▶ _What you should do_
Scan the records for the string "bird" and copy every line that holds it.

▶ _Provided data_
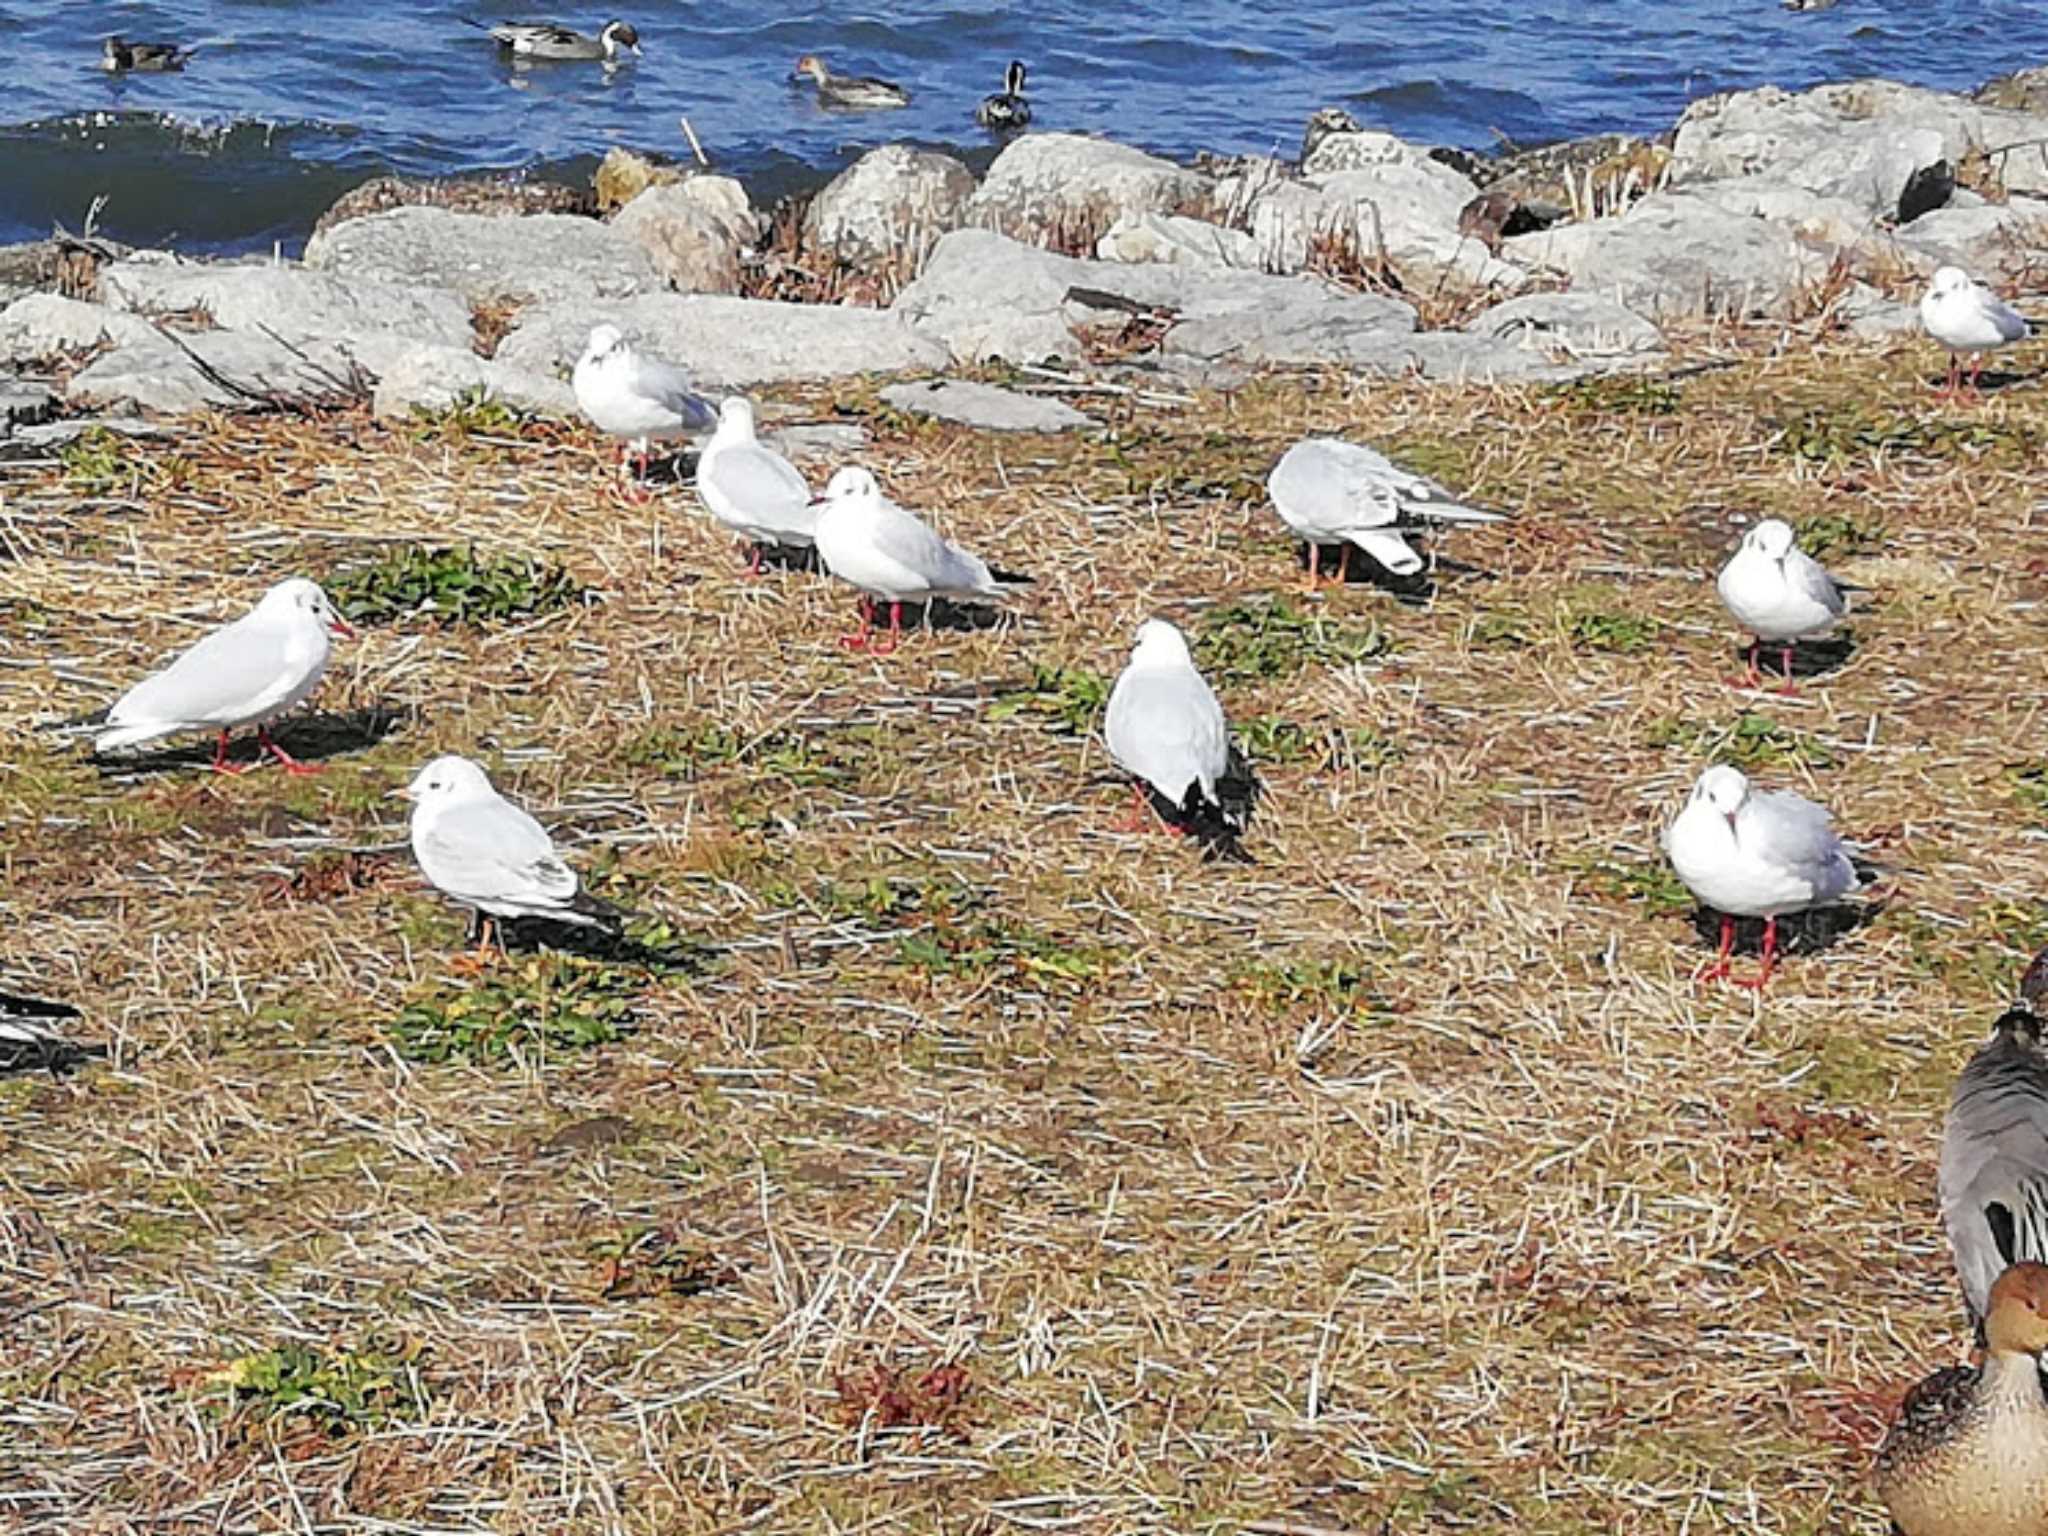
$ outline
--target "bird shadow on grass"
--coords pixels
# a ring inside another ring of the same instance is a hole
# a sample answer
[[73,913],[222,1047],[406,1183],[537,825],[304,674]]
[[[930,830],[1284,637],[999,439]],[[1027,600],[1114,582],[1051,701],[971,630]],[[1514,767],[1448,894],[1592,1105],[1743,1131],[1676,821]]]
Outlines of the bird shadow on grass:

--

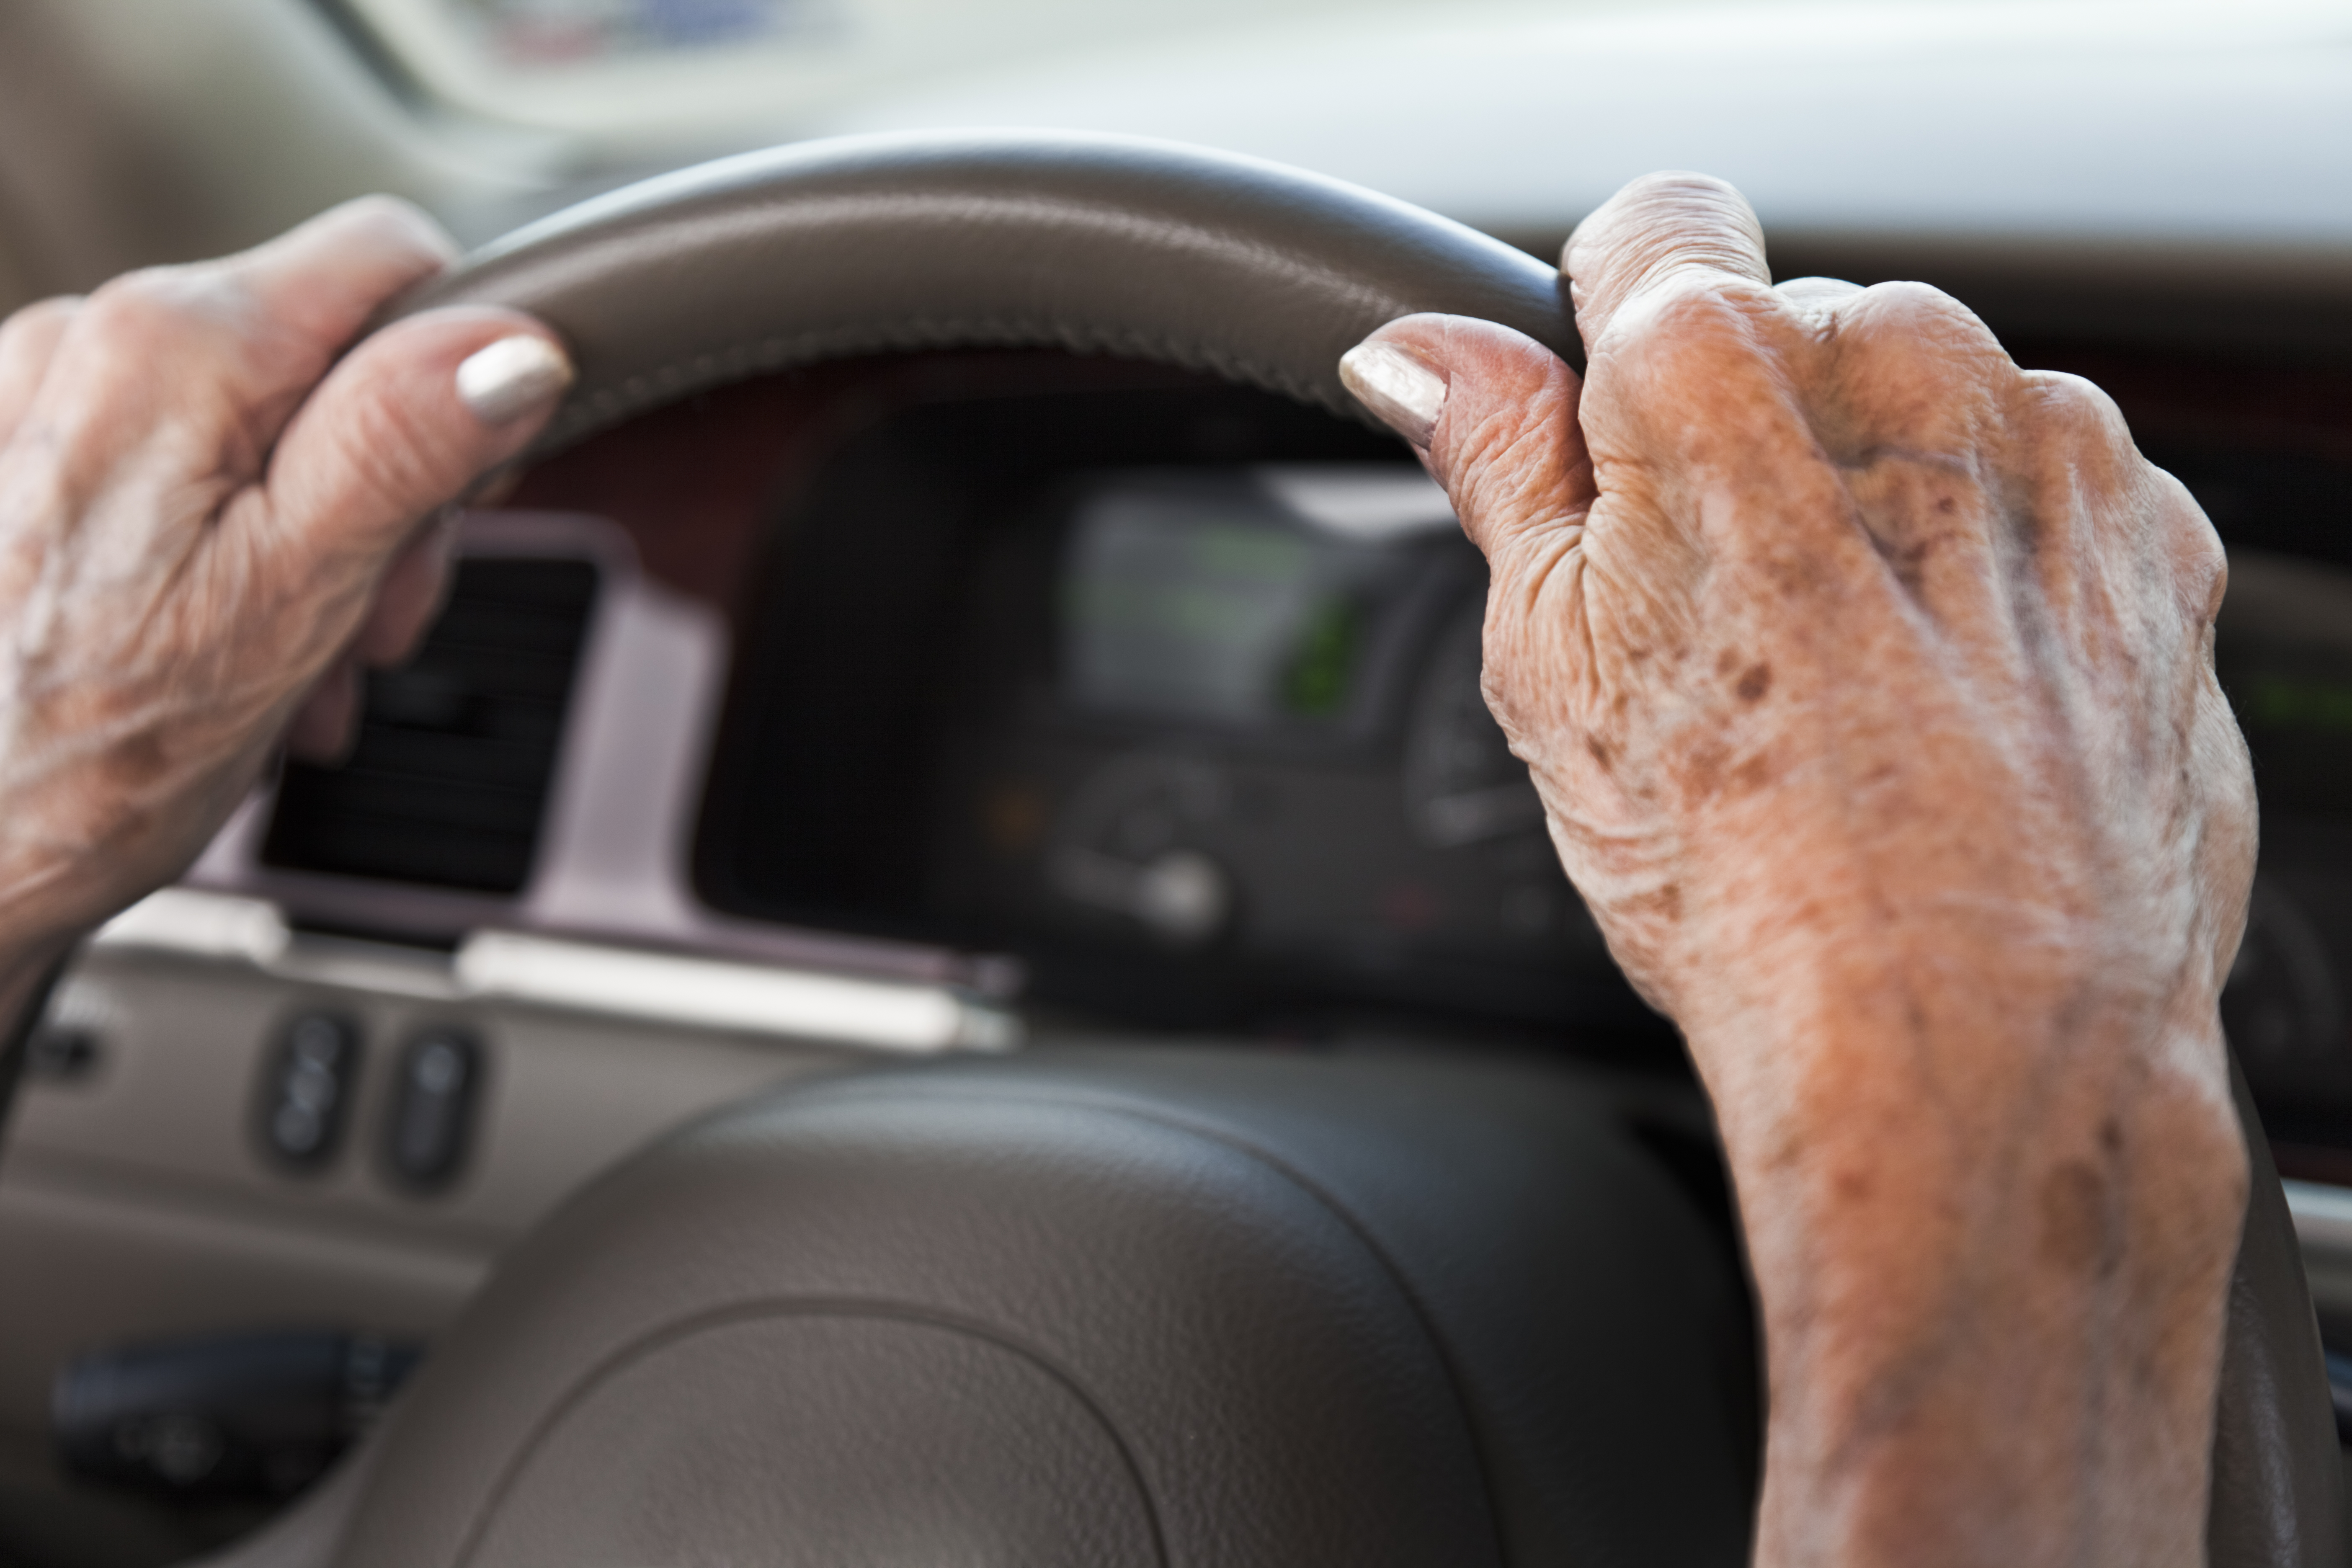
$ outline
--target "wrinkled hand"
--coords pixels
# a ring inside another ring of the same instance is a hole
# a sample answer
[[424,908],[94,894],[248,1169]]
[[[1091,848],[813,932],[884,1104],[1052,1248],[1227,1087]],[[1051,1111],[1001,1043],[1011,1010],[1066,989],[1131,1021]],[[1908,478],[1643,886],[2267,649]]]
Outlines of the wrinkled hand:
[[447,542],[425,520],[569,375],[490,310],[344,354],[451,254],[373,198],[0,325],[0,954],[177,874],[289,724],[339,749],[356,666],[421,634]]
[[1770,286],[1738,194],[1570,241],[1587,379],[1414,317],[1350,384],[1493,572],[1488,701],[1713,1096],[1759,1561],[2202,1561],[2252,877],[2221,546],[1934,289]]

▶ _Reply_
--target "bird shadow on grass"
Outlines of the bird shadow on grass:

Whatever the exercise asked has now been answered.